• **Fragmento seleccionado**

Nada que aplaudir
La confirmación de Gina Haspel como directora de la CIA es un tremendo golpe a la defensa de los derechos humanos y de las mujeres en el mundo. Anunciar, como lo han hecho algunos medios en Estados Unidos, la llegada de “la primera mujer” a la dirección de la CIA como si se tratara de un avance en la lucha por la igualdad es una falacia. La lucha feminista no puede reducirse a la paridad ni menos a la búsqueda del poder por el poder. Pretender tender un velo sobre lo que implica el encumbramiento de quien ha justificado la tortura y no se arrepiente de haber participado en la rutinización de la crueldad es olvidar que las luchas de las mujeres han estado ligadas más de una vez al pacifismo y a la lucha contra la guerra. La Liga Internacional de Mujeres por la Paz y la Libertad, formada en 1915, o Mujeres de Negro son ejemplos de la resistencia femenina contra un sistema patriarcal que siembra dolor y destrucción.
Sin caer en falsos esencialismos que atribuyen una supuesta superioridad moral a las mujeres, conviene retomar la atinada pregunta de Cora Currie, quien escribe en The Intercept contra “la ficción de una CIA feminista”. Ahí señala que, si bien esta agencia cuenta con 45% de personal femenino, no está exenta de acoso y abuso sexual, de los que poco se sabe por el secreto que la caracteriza. Contra quienes, desde la propia CIA, han afirmado que la nueva directora puede ser un modelo a seguir para las jóvenes y alentar a las empleadas de esta agencia, la periodista se pregunta ¿para qué quieren llegar las mujeres a estos puestos de poder?
Esta pregunta, básica, se ha planteado ya en otros contextos, como en el caso de las primeras pilotos de combate, que rompieron con el mito de que, por la posibilidad de ser madres, las mujeres defienden la vida y no querrían sembrar muerte y devastación. La historia particular de la nueva jefa de la CIA vuelve a poner el dedo en la llaga, no porque la maternidad potencial venza el afán de poder o la pulsión destructiva, sino porque es inaceptable que se use la carta de género para justificar o minimizar lo injustificable.

• **Extractos de registro**
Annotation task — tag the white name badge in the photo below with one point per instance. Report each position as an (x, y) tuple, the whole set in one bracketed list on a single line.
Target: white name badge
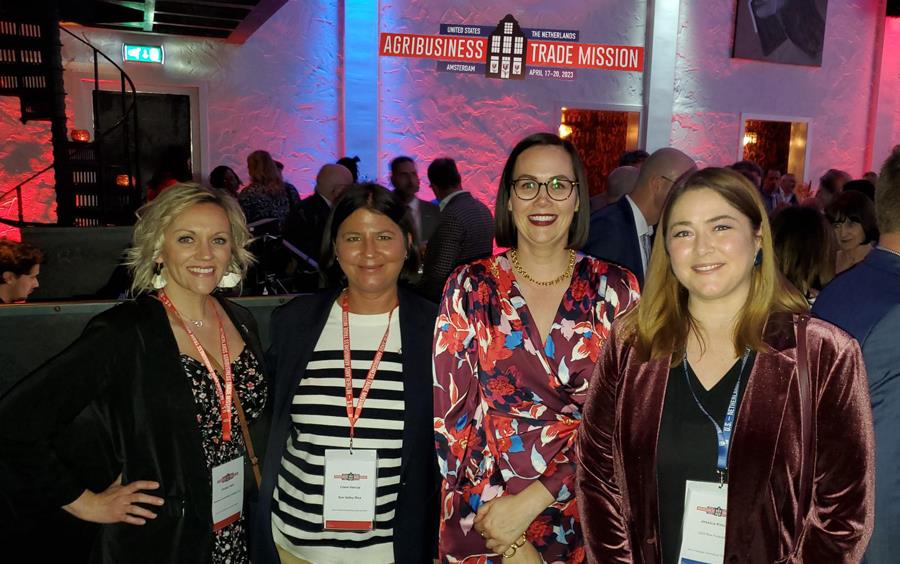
[(228, 492), (350, 477), (703, 527)]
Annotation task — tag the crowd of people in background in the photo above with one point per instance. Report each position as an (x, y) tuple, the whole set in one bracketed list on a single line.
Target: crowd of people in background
[(693, 345)]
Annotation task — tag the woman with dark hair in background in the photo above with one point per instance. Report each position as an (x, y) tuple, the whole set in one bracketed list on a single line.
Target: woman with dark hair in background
[(724, 424), (266, 196), (224, 178), (173, 166), (160, 391), (20, 265), (352, 369), (852, 214), (514, 348), (805, 249), (352, 164)]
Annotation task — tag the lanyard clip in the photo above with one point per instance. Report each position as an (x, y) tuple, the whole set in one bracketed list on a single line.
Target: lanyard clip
[(723, 476)]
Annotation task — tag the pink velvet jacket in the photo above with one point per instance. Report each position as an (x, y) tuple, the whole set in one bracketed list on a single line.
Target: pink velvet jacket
[(617, 441)]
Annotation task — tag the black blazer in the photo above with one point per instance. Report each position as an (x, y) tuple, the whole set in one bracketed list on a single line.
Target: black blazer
[(117, 400), (613, 237), (296, 327)]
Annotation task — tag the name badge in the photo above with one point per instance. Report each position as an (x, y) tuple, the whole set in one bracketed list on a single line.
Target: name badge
[(228, 493), (703, 526), (350, 476)]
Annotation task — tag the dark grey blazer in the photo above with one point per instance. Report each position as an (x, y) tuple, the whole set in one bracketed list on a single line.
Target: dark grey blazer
[(296, 327), (429, 216), (119, 398), (613, 237), (465, 233)]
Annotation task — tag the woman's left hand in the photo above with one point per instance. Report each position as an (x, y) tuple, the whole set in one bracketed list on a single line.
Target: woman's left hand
[(503, 520)]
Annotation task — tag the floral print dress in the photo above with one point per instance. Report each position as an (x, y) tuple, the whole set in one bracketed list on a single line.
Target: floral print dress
[(507, 407), (230, 542)]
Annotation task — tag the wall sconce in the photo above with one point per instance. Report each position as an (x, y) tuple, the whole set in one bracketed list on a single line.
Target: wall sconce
[(81, 135)]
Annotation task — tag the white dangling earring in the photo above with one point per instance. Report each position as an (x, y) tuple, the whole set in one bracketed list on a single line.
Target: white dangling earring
[(230, 280), (158, 281)]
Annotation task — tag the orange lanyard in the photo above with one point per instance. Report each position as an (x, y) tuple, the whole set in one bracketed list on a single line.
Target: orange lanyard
[(224, 397), (353, 414)]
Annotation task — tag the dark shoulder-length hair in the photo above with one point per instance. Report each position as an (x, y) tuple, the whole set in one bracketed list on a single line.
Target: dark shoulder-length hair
[(378, 199), (854, 206), (504, 227), (805, 247), (662, 320)]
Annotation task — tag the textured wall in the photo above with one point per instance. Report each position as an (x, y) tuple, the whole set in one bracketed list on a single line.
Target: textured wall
[(281, 90), (475, 120), (712, 89), (887, 118), (276, 92)]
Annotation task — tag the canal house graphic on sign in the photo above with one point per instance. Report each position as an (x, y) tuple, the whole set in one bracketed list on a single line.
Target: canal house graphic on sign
[(506, 51)]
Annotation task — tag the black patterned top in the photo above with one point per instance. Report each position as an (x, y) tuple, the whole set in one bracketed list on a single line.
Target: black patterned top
[(230, 543)]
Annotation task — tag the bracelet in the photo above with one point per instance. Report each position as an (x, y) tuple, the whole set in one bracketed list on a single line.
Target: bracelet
[(511, 551)]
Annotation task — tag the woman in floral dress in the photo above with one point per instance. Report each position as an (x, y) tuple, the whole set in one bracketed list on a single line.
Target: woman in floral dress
[(516, 341)]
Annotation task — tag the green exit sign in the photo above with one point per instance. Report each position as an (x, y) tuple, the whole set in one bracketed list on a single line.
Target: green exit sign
[(142, 53)]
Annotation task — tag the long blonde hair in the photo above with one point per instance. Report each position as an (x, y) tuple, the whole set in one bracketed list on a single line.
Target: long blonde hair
[(661, 322), (264, 172), (156, 216)]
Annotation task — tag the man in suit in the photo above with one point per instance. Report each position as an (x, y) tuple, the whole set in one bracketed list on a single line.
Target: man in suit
[(865, 302), (464, 233), (304, 227), (621, 233), (405, 180)]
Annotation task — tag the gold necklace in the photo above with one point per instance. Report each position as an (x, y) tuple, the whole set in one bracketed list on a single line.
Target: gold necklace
[(514, 258)]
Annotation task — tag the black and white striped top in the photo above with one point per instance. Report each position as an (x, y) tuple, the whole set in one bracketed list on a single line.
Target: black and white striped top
[(319, 421)]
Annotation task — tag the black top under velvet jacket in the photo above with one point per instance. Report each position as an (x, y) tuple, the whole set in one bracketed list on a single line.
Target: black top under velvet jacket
[(117, 400), (688, 445), (295, 331)]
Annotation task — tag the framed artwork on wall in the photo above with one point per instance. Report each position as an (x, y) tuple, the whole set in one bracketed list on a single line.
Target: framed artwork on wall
[(780, 31)]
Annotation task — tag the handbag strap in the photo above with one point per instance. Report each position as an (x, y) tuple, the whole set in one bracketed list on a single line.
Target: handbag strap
[(248, 442), (245, 430), (807, 407)]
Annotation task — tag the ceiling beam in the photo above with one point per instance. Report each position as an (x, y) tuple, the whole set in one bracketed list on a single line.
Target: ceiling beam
[(255, 19)]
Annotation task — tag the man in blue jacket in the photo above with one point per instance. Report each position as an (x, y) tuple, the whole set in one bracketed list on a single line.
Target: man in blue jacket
[(865, 302), (621, 232)]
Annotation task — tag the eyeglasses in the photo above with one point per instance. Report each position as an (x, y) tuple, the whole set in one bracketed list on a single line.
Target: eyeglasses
[(558, 188)]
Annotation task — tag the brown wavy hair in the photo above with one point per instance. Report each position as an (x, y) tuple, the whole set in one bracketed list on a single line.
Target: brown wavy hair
[(264, 172), (661, 322)]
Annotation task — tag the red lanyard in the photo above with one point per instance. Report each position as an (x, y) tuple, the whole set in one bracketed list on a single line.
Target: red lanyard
[(224, 397), (353, 415)]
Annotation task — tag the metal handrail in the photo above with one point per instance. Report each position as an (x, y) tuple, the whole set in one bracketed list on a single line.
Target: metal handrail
[(26, 181), (99, 135), (97, 78)]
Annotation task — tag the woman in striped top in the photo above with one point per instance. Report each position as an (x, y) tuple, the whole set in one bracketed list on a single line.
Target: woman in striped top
[(387, 328)]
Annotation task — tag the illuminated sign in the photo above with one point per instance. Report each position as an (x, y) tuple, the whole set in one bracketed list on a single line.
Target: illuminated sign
[(509, 52), (142, 53)]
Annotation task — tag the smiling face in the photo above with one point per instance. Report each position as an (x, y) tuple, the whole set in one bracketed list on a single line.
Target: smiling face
[(788, 183), (371, 250), (18, 288), (196, 250), (543, 221), (712, 247)]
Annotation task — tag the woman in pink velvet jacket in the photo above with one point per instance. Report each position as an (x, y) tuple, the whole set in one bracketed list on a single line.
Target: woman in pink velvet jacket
[(699, 392)]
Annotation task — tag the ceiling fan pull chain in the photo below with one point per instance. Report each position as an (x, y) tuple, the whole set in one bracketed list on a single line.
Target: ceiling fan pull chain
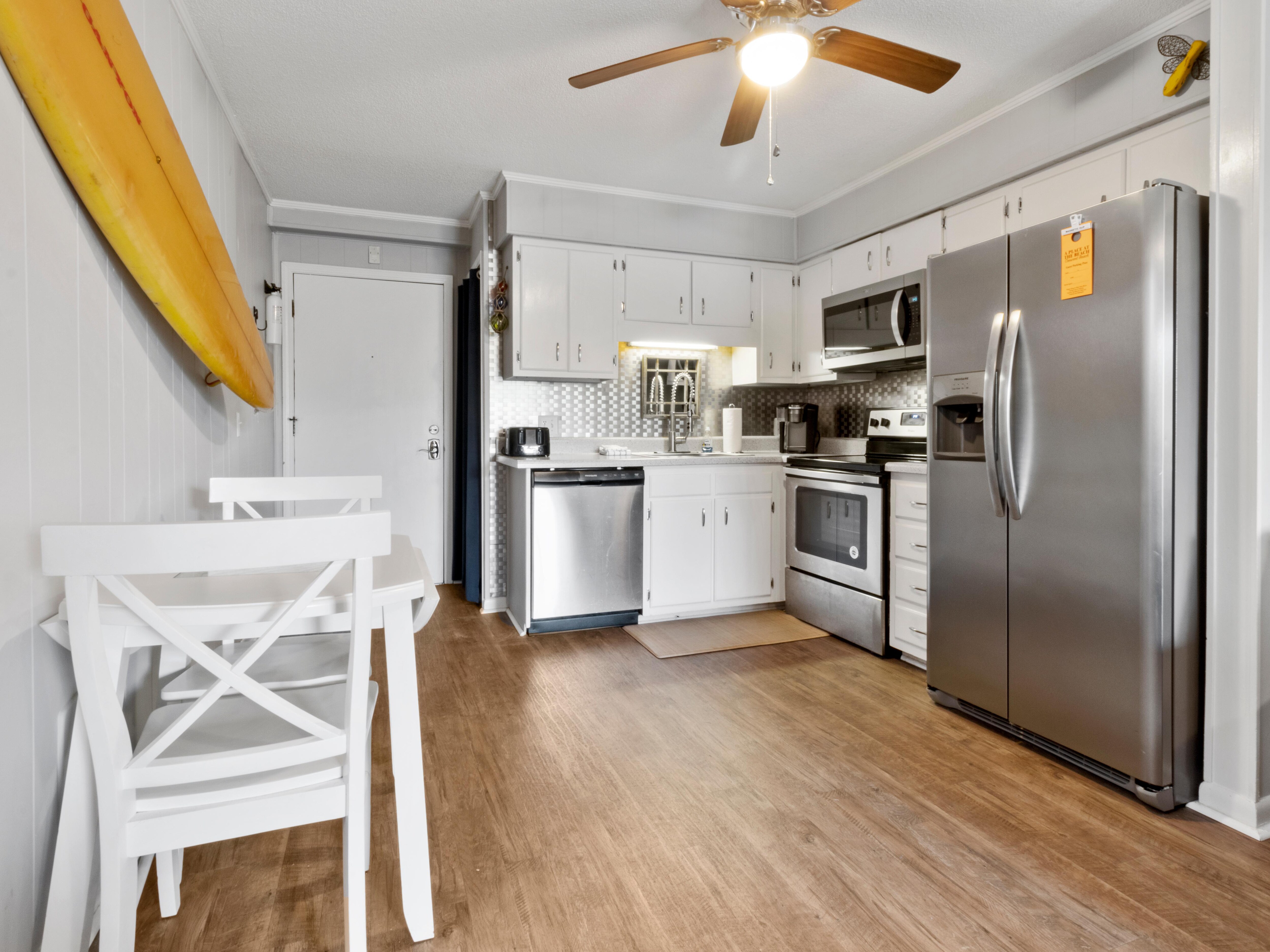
[(773, 149)]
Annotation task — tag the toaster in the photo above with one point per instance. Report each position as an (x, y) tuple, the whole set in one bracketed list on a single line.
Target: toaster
[(528, 441)]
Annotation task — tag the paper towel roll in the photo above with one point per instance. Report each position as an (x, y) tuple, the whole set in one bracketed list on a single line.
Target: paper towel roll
[(732, 430)]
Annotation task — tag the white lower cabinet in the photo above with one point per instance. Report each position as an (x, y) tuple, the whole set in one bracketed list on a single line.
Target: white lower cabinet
[(681, 551), (909, 572), (743, 546), (714, 539)]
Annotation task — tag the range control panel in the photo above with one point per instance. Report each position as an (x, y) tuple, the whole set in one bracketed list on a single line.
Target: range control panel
[(898, 422)]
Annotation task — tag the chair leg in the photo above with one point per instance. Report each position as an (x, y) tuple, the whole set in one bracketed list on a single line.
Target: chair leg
[(168, 874), (119, 897)]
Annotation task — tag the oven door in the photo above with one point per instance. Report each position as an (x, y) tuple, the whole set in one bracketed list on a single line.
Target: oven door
[(834, 527)]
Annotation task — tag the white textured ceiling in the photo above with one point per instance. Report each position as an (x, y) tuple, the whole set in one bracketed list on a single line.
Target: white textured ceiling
[(413, 106)]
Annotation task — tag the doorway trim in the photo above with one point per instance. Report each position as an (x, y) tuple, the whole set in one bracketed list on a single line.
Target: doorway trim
[(285, 376)]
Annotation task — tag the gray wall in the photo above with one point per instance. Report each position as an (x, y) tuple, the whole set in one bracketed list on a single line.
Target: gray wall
[(1097, 107), (558, 211), (107, 419)]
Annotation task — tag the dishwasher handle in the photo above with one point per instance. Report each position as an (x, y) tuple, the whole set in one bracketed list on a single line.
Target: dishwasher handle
[(589, 478)]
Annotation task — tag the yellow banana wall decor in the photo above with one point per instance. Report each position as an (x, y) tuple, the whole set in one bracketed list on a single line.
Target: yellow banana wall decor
[(87, 83), (1183, 60)]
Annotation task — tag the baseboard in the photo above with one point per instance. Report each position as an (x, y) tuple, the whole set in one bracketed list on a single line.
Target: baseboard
[(1234, 810), (712, 612)]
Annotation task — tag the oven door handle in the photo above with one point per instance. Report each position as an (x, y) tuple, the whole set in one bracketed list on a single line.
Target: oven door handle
[(895, 318), (990, 414)]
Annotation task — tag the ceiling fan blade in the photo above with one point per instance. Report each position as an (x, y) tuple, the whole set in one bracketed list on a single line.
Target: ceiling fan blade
[(747, 110), (881, 58), (647, 63)]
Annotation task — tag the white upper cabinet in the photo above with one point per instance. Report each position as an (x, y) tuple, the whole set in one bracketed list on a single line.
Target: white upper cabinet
[(776, 305), (658, 289), (542, 309), (722, 295), (1177, 152), (592, 325), (856, 265), (1067, 188), (564, 313), (906, 249), (976, 220), (815, 282)]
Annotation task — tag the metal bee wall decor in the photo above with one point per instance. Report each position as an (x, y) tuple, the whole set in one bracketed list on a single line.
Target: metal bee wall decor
[(1184, 59)]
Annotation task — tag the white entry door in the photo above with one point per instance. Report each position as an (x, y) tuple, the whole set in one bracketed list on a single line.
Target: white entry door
[(370, 397)]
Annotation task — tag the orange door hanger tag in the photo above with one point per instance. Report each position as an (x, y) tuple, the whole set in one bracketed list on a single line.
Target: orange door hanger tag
[(1077, 259)]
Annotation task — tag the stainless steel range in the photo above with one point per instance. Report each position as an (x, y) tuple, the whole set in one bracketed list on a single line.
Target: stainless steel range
[(836, 546)]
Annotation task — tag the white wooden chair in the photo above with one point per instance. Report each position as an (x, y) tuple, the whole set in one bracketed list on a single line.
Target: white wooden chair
[(227, 765), (242, 492)]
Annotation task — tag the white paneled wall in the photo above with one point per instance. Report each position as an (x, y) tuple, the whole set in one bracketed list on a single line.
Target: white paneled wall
[(105, 418)]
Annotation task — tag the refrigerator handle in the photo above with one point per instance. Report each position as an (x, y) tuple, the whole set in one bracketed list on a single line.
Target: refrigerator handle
[(895, 318), (1005, 393), (990, 413)]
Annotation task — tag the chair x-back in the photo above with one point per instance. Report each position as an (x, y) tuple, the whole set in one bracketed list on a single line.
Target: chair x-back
[(241, 758)]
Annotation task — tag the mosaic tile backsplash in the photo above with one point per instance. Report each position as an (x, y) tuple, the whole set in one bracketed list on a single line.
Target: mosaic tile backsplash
[(613, 409)]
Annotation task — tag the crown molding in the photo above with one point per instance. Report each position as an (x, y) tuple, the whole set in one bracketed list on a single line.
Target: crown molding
[(312, 216), (505, 177), (1166, 23), (214, 80)]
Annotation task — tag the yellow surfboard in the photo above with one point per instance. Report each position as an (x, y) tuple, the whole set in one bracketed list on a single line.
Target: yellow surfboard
[(88, 84)]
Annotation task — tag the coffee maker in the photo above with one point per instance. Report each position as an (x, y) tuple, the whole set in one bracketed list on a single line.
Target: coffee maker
[(799, 427)]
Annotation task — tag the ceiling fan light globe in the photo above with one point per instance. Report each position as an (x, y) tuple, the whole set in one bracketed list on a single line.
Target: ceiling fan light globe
[(776, 58)]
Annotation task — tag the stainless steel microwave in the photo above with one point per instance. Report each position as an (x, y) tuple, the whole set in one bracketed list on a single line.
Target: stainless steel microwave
[(878, 327)]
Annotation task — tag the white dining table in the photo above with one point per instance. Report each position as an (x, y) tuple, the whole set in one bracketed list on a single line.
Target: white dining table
[(216, 607)]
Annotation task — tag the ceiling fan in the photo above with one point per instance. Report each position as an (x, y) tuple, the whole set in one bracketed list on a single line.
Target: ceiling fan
[(776, 51)]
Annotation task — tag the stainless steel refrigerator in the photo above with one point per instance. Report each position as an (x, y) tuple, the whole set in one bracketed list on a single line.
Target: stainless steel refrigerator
[(1067, 489)]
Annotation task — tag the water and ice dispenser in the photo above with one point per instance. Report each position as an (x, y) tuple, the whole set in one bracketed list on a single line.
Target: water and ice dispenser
[(957, 400)]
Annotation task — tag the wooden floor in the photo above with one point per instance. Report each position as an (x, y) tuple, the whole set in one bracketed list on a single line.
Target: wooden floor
[(585, 795)]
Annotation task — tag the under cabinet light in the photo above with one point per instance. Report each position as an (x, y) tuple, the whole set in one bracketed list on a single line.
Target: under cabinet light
[(670, 346)]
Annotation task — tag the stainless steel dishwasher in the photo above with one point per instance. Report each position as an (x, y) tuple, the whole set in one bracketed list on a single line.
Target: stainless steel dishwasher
[(587, 563)]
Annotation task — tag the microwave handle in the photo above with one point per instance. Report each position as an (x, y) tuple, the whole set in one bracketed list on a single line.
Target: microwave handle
[(895, 318)]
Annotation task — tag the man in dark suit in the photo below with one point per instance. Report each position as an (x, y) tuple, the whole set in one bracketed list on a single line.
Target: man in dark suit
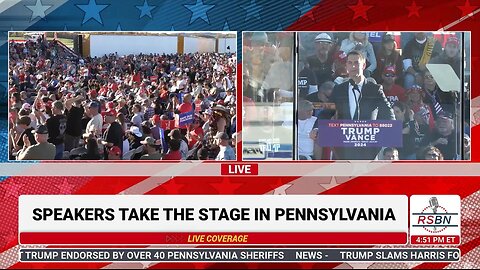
[(358, 99)]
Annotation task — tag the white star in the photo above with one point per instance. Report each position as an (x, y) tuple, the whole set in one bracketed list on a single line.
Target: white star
[(253, 10), (38, 10), (282, 190), (92, 11), (199, 11), (305, 8), (225, 26), (145, 9)]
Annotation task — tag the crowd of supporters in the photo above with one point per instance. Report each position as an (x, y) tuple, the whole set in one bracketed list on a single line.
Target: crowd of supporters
[(120, 107)]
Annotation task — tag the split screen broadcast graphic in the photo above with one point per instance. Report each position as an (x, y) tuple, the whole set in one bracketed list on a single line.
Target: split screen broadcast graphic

• **Actividades**
**A.** Enumera todas las organizaciones y medios de comunicación que se mencionan por su nombre en el artículo sobre Gina Haspel.
**B.** Continúa el artículo sobre Gina Haspel a partir de su último párrafo.

• **Tus respuestas**
**A.**
- CIA
- The Intercept
- Liga Internacional de Mujeres por la Paz y la Libertad
- Mujeres de Negro

**B.**
La primera directora de la CIA supervisó en el 2002 uno de los hoyos negros que surgieron en secreto por el mundo después del 9/11. Como otros, justificó la tortura en nombre de la “guerra contra el terrorismo”, y participó en la decisión de destruir 92 videos que documentaban sesiones de tortura. Según una médica especialista en víctimas de tortura, uno de los seres más dañados que ha conocido es un hombre que pasó por el centro de detención que Haspel supervisaba. Si ya el Patriot Act y diversos memos legalizaron recursos inhumanos como el “submarino” y la alimentación forzada, se usaron también métodos “ilegales”, que por razones de “seguridad” no se han podido conocer en detalle. A 16 años de los hechos, cuando aún quedan presos en Guantánamo y cientos de seres sufren las consecuencias de la barbarie legalizada, Haspel afirmó ante el Senado que había cumplido la ley, y que no restauraría la tortura porque ahora es ilegal. Sin embargo, no la condenó ni se arrepintió de su conducta.
Desde los juicios de Nuremberg se sabe, y se ha ratificado después, que cumplir órdenes no exime de responsabilidad: la ética permite, obliga a desobedecer órdenes injustas. Si bien es difícil saber cómo reaccionará cada quién en situaciones límite, no se puede argumentar que Haspel no tenía opción, El Senado de EU premió en ella la obediencia o la lealtad a la institución, y reafirmó la impunidad de la violencia institucionaliza, funcional a la máquina bélica y a la hipervigilancia.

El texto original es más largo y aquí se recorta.